§ Textabschnitt:
..............................
Anders liefen die Dinge für die Präfekten Andreassi und La Barbera, die vom Innenminister Claudio Scajola aus »Opportunitätsgründen« am 3. August abgesetzt worden waren. Andreassi, ein so genannter Antiterrorismusexperte, der der Linken zugerechnet wird, hatte seine Arbeit schon vor dem G8-Gipfel erledigt, indem er die Zusammensetzung des Widerstands analysierte.

In Genua war Andreassi lediglich ein Supervisor ohne Zuständigkeit für die öffentliche Sicherheit. La Repubblica zufolge war seine Ablösung schon vor dem Gipfel eine beschlossene Sache. Am Abend des 21. Juli äußerte sich Andreassi nur zur Verhältnismäßigkeit des Einsatzes in der Diaz-Schule, dann ging er und überließ La Barbera das Feld, dem einstigen Hardliner bei der Bekämpfung der Mafia.

La Barbera war der ranghöchste Beamte vor Ort. Seine Verantwortung steht in einem Zusammenhang mit dem römischen Einsatzkommando Celere. Die während des Sturms auf die Diaz- Schule verletzten Beamten gehören fast ausschließlich zu dieser Einheit (15 von 17), und es ist bezeichnend, dass die Celerini es ablehnen, sich der Justiz zu präsentieren.

Denn sie sind Immunität gewöhnt. Am 20. Oktober dieses Jahres verletzten Angehörige dieser Einheit einen Fan der Fußballmannschaft von L'Aquila in Lanciano schwer. Die Vorwürfe der örtlichen Polizei wurden abgeblockt, der Täter konnte bis heute nicht identifiziert werden. Vor der Großdemonstration gegen den Krieg in Afghanistan in Rom am 9. November legten sie noch einmal nach. Einige ihrer Mitglieder ließen über den Corriere delle Sera die Drohung verbreiten, in Rom werde man die »Zugabe« zu Genua erleben.

Als einzige Konsequenz der Ermittlungen blieb schließlich, dass der neue Polizeiknüppel, ein übler, zugespitzter Schlagstock, den die Polizei eigens für den Gipfel anfertigen ließ, künftig nicht mehr zum Einsatz kommt. Die Krise der Polizei lässt sich nicht mehr verbergen, und Andreassi hatte offensichtlich die Aufgabe, eine Art Damm gegen den sich in ihren Reihen ausbreitenden Rechtsextremismuns zu errichten.

Beunruhigender ist allerdings das Schweigen der Carabinieri. Sie dürften unbeschädigt aus der Untersuchung des Mordes an Carlo Giuliani hervorgehen. Der zuständige Staatsanwalt, Silvio Franz, ist dabei, die Schüsse auf Carlo Giuliani als Akt der Selbstverteidigung zu bewerten. Mario Placanica, der junge Carabiniere, der aus dem Jeep heraus schoss, ist offensichtlich nicht nur auf seinem Posten geblieben, sondern sogar befördert worden.
..............................
Einträge aus einer Annotationssammlung
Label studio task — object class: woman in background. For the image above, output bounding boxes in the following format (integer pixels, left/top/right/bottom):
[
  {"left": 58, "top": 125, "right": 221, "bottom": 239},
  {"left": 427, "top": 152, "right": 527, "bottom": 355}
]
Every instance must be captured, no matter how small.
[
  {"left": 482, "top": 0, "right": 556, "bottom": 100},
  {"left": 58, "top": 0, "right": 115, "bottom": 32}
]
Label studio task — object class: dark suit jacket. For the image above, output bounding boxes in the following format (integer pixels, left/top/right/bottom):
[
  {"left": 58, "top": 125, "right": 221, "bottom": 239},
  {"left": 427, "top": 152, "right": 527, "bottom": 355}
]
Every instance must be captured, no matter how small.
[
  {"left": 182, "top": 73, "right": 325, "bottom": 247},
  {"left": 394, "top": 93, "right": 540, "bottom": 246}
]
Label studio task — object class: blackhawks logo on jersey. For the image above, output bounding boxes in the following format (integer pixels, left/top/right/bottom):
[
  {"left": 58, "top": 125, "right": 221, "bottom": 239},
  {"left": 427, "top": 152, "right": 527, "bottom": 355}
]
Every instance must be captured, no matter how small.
..............................
§ Auszuführende Aufgaben:
• A. Suche aus den Einträgen jede Zeile heraus, die die Zeichenfolge „following“ enthält, und schreibe diese Zeilen ab. Groß- und Kleinschreibung ist dabei zu beachten.
• B. Fahre mit dem Text über die Polizei und die Carabinieri nach dem G8-Gipfel in Genua an der Stelle fort, an der er endet.

§ Endgültige Antworten:
• A.
Label studio task — object class: woman in background. For the image above, output bounding boxes in the following format (integer pixels, left/top/right/bottom):
Label studio task — object class: dark suit jacket. For the image above, output bounding boxes in the following format (integer pixels, left/top/right/bottom):
Label studio task — object class: blackhawks logo on jersey. For the image above, output bounding boxes in the following format (integer pixels, left/top/right/bottom):

• B.
Die Carabinieri wurden niemals aufgefordert, sich zu ihrem Vorgehen während der Demonstrationen zu äußern, nicht zu ihren Attacken, die keinen Fluchtweg offen ließen, nicht zu den 15 abgegebenen Schüssen und nicht zu den Fallschirmjägern der Einheit Tuscania.

Der einzige wegen der Vorfälle von Genua bestrafte Carabiniere ist der Obergefreite Valerio Mattioli. Er wurde bereits dadurch bekannt, dass er die Öffentlichkeit über die Geheimakten informierte, die die Carabinieri über viele Italiener angelegt haben. Mattioli wurde mit einer zwölftägigen verschärften Ausgangssperre bestraft, weil er in einem Brief an Liberazione die Verfassungsmäßigkeit des Artikels 53 des Strafgesetzbuches angezweifelt hatte. Dieser erlaubt es den Ordnungskräften, in eine demonstrierende Menge zu schießen, allein mit dem Ziel, sie aufzulösen.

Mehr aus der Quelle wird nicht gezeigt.